**Problems to work on:**
- A) In the rocker arm bearing patent, rewrite the part between "Inventors: |" and "Current U.S.", inclusive, with "Filed" replaced by "Submitted".
- B) According to the abstract of the rocker arm bearing patent, what parts make up each bearing? List them all.
- C) Continue the rocker arm bearing patent, picking up after its last sentence.

**Document:**
★ ★ ★ ★ ★ ★ ★
U.S. patent number 4,858,575 [Application Number 07/162,448] was granted by the patent office on 1989-08-22 for rocker arm bearing assembly.
Invention is credited to David Fittro, Arnold E. Fredericksen.
United States Patent |
4,858,575 |
Fittro , et al. |
August 22, 1989 |
Rocker arm bearing assembly
Abstract
The rocker arm bearing assembly has a rocker arm which
oscillates on a bearing support member and an associated pair of
bearings. The bearings are self-contained units with an outer race,
an inner race, and multiple rollers positioned between the two
races. Full-complement radial bearings are preferably utilized. The
bearings are supported on the bearing support member to form an
integral unit which can be dropped into the rocker arm. This allows
for speedy assembly of the rocker arm with the bearing and support
member unit.
Inventors: |
Fittro; David (West Simsbury,
CT), Fredericksen; Arnold E. (Winsted, CT) |
Family
ID: |
22585665 |
Appl.
No.: |
07/162,448 |
Filed: |
March 1, 1988 |
Current U.S.
Class: |
123/90.41;
384/2 |
Current CPC
Class: |
F01L
1/183 (20130101) |
Current International
Class: |
F01L
1/18 (20060101); F01L 001/18 () |
Field of
Search: |
;123/90.39,90.41,90.42
;74/519,559 ;384/154,2,440,565,589 |
References Cited
[Referenced By]
U.S. Patent Documents
Primary Examiner: Wolfe; Willis R.
Assistant Examiner: Macy; M.
Claims
We claim:
1. A rocker arm bearing assembly comprising:
an immovable support stud;
a bearing support member immovably affixed to said stud, said
member being configured so as to support and retain two coaxial
bearings;
a rocker arm having a generally cup-shaped configuration, said arm
having a lower portion with an arcuate shape, said arm also having
at least two side walls upwardly-extending from said lower portion,
and said lower portion having an elongate aperture formed
therethrough so as to accommodate said stud and said support
member; and
means for supporting said support member within said rocker arm so
as to provide for oscillating movement of said rocker arm on said
two bearings, wherein said means comprises two
horizontally-extending arms integrally attached to said support
member, each of said arms having an end surface; and a convex
protuberance projecting outwardly from each of said end surfaces of
said support member arms.
★ ★ ★ ★ ★ ★ ★
**Recorded information:**

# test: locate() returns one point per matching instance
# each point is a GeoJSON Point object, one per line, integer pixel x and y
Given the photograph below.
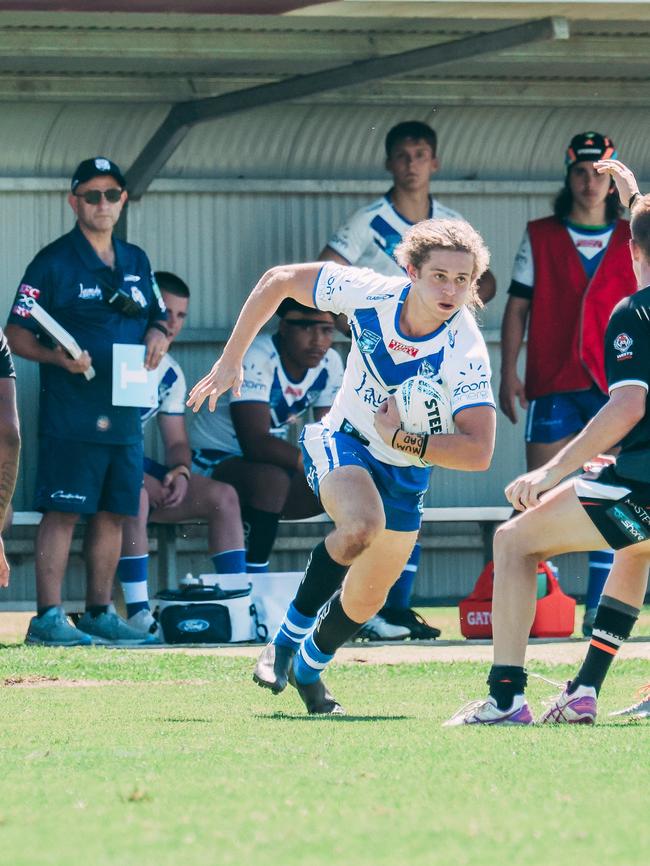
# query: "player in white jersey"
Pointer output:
{"type": "Point", "coordinates": [363, 466]}
{"type": "Point", "coordinates": [171, 493]}
{"type": "Point", "coordinates": [369, 239]}
{"type": "Point", "coordinates": [245, 441]}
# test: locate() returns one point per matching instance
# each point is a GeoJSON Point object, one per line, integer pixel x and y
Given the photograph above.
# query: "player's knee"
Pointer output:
{"type": "Point", "coordinates": [357, 535]}
{"type": "Point", "coordinates": [513, 539]}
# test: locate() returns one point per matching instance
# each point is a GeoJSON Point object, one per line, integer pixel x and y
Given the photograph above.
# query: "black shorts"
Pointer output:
{"type": "Point", "coordinates": [618, 507]}
{"type": "Point", "coordinates": [87, 477]}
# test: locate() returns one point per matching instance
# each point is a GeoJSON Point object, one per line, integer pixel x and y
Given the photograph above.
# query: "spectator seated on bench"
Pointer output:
{"type": "Point", "coordinates": [171, 492]}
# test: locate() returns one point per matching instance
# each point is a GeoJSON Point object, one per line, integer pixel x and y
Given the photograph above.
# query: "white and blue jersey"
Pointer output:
{"type": "Point", "coordinates": [382, 356]}
{"type": "Point", "coordinates": [368, 239]}
{"type": "Point", "coordinates": [266, 381]}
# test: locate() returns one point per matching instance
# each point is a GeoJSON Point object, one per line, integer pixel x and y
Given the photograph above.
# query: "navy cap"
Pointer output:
{"type": "Point", "coordinates": [98, 166]}
{"type": "Point", "coordinates": [589, 147]}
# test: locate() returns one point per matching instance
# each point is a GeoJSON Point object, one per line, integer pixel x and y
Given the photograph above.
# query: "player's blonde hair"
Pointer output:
{"type": "Point", "coordinates": [444, 234]}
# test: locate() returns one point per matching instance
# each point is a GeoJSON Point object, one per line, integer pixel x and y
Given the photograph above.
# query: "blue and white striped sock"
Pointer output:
{"type": "Point", "coordinates": [293, 628]}
{"type": "Point", "coordinates": [309, 662]}
{"type": "Point", "coordinates": [229, 561]}
{"type": "Point", "coordinates": [600, 564]}
{"type": "Point", "coordinates": [132, 573]}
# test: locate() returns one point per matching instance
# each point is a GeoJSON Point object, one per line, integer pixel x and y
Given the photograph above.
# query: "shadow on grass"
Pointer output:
{"type": "Point", "coordinates": [280, 716]}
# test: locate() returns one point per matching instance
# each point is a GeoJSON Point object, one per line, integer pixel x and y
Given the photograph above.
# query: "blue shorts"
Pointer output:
{"type": "Point", "coordinates": [556, 416]}
{"type": "Point", "coordinates": [87, 477]}
{"type": "Point", "coordinates": [206, 460]}
{"type": "Point", "coordinates": [401, 488]}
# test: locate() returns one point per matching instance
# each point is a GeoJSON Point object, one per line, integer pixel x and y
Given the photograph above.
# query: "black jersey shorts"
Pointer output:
{"type": "Point", "coordinates": [618, 507]}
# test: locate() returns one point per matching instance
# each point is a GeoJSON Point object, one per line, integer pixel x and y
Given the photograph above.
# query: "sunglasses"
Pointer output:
{"type": "Point", "coordinates": [94, 196]}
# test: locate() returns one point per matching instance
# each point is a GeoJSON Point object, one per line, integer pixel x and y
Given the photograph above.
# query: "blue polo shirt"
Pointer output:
{"type": "Point", "coordinates": [66, 278]}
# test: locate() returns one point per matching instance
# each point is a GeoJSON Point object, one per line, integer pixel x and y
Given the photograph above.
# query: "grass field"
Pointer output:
{"type": "Point", "coordinates": [156, 758]}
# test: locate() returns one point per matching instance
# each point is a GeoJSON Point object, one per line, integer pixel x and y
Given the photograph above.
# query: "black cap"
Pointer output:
{"type": "Point", "coordinates": [98, 166]}
{"type": "Point", "coordinates": [589, 147]}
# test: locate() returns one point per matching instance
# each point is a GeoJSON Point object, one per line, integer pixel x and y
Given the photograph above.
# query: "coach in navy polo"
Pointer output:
{"type": "Point", "coordinates": [101, 290]}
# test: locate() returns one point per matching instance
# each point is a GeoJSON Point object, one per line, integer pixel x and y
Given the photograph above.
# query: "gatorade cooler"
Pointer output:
{"type": "Point", "coordinates": [554, 616]}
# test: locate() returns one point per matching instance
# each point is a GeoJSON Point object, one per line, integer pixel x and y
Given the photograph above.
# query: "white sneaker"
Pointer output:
{"type": "Point", "coordinates": [488, 713]}
{"type": "Point", "coordinates": [640, 710]}
{"type": "Point", "coordinates": [378, 629]}
{"type": "Point", "coordinates": [144, 621]}
{"type": "Point", "coordinates": [578, 708]}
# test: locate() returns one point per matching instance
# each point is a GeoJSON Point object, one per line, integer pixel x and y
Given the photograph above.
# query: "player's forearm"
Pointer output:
{"type": "Point", "coordinates": [606, 429]}
{"type": "Point", "coordinates": [25, 344]}
{"type": "Point", "coordinates": [462, 451]}
{"type": "Point", "coordinates": [274, 286]}
{"type": "Point", "coordinates": [9, 453]}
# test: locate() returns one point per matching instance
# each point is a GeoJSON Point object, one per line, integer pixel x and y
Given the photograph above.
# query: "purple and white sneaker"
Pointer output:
{"type": "Point", "coordinates": [577, 708]}
{"type": "Point", "coordinates": [487, 712]}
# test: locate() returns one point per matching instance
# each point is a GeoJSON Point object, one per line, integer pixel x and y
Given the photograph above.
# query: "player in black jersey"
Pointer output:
{"type": "Point", "coordinates": [610, 504]}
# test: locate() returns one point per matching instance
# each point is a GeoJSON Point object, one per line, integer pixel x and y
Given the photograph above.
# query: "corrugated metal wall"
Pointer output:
{"type": "Point", "coordinates": [239, 215]}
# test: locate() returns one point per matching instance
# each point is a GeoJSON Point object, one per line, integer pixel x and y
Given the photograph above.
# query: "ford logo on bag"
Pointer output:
{"type": "Point", "coordinates": [193, 625]}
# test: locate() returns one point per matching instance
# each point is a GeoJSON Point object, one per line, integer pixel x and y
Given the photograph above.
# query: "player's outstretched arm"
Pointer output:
{"type": "Point", "coordinates": [626, 407]}
{"type": "Point", "coordinates": [623, 178]}
{"type": "Point", "coordinates": [283, 281]}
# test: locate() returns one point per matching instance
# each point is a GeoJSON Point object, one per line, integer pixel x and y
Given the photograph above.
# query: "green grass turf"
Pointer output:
{"type": "Point", "coordinates": [179, 759]}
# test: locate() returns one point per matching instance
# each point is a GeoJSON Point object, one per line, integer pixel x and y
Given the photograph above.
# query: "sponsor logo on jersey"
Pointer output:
{"type": "Point", "coordinates": [368, 341]}
{"type": "Point", "coordinates": [89, 293]}
{"type": "Point", "coordinates": [403, 347]}
{"type": "Point", "coordinates": [622, 344]}
{"type": "Point", "coordinates": [138, 297]}
{"type": "Point", "coordinates": [426, 369]}
{"type": "Point", "coordinates": [26, 296]}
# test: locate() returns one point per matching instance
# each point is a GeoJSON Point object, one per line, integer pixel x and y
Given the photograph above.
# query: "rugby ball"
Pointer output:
{"type": "Point", "coordinates": [424, 406]}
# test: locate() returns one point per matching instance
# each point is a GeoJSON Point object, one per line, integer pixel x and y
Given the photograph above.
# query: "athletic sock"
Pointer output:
{"type": "Point", "coordinates": [293, 628]}
{"type": "Point", "coordinates": [317, 650]}
{"type": "Point", "coordinates": [506, 681]}
{"type": "Point", "coordinates": [399, 597]}
{"type": "Point", "coordinates": [323, 576]}
{"type": "Point", "coordinates": [612, 627]}
{"type": "Point", "coordinates": [600, 564]}
{"type": "Point", "coordinates": [260, 530]}
{"type": "Point", "coordinates": [132, 572]}
{"type": "Point", "coordinates": [229, 561]}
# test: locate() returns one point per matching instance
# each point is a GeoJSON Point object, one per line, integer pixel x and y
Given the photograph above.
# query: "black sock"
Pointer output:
{"type": "Point", "coordinates": [260, 530]}
{"type": "Point", "coordinates": [334, 627]}
{"type": "Point", "coordinates": [323, 576]}
{"type": "Point", "coordinates": [612, 626]}
{"type": "Point", "coordinates": [506, 681]}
★ ★ ★ ★ ★ ★ ★
**The answers:**
- A)
Inventors: |
Fittro; David (West Simsbury,
CT), Fredericksen; Arnold E. (Winsted, CT) |
Family
ID: |
22585665 |
Appl.
No.: |
07/162,448 |
Submitted: |
March 1, 1988 |
Current U.S.

- B)
- an outer race
- an inner race
- multiple rollers positioned between the two races

- C)
2. A rocker arm bearing assembly comprising:
an immovable support stud;
a bearing support member immovably affixed to said stud, said
member being configured so as to support and retain two coaxial
bearings;
a rocker arm having a generally cup-shaped configuration, said arm
having a lower portion with an arcuate shape, said arm also having
at least two side walls upwardly-extending from said lower portion,
and said lower portion having an elongate aperture formed
therethrough so as to accommodate said stud and said support
member; and
means for supporting said bearing support member within said rocker
arm so as to provide for oscillating movement of said rocker arm on
said two bearings, wherein said means comprises two
horizontally-extending arms integrally attached to said support
member, each of said arms having an end surface; and an indent
formed in each of said two rocker arm side walls so as to form
convex surfaces inside each of said side walls, said two convex
surfaces being positioned so as to mate with said support member
arm end surfaces and thereby allow said rocker arm to oscillate on
said two convex surfaces and said two bearings.
3. A rocker arm bearing assembly according to claim 1, wherein said
means for supporting said bearing support member within said rocker
arm further comprises an indent formed in each of said two rocker
arm side walls so as to form convex surfaces inside each of said
side walls, said two convex areas being positioned so as to mate
with said protuberances and thereby allow said rocker arm to
oscillate on said two protuberances and said two bearings.
Description
This invention relates to oscillating anti-friction bearings. More
particularly, this invention is an oscillating rocker arm bearing
assembly utilized with a support stud.
The rocker arm bearing assembly is designed as a one-piece unit
which can be assembled by simply dropping a pivot member, with
attached bearings, into a rocker arm which is configured to receive
and retain the pivot member and bearings. This invention is
particularly well-suited for use with internal combustion engine
valve train rocker arms.
Conventional valve train rocker arms use various bearing surface
means to accommodate the loads generated by the oscillating motion
of the rocker arms. Some rocker arms have a pair of arcuate pockets
extending in the direction of oscillation in order to carry stress
loads on rollers situated in these pockets. Examples of this type
of rocker arm include U.S. Pat. No. 4,577,911 for an "Oscillating
Bearing", issued on Mar. 25, 1986, in the names of Arnold E.
Fredericksen and Robert D. Richtmeyer, and U.S. Pat. No. 4,314,732
for an "Oscillating Bearing", issued in the name of William W.
Murphy on Feb. 9, 1982.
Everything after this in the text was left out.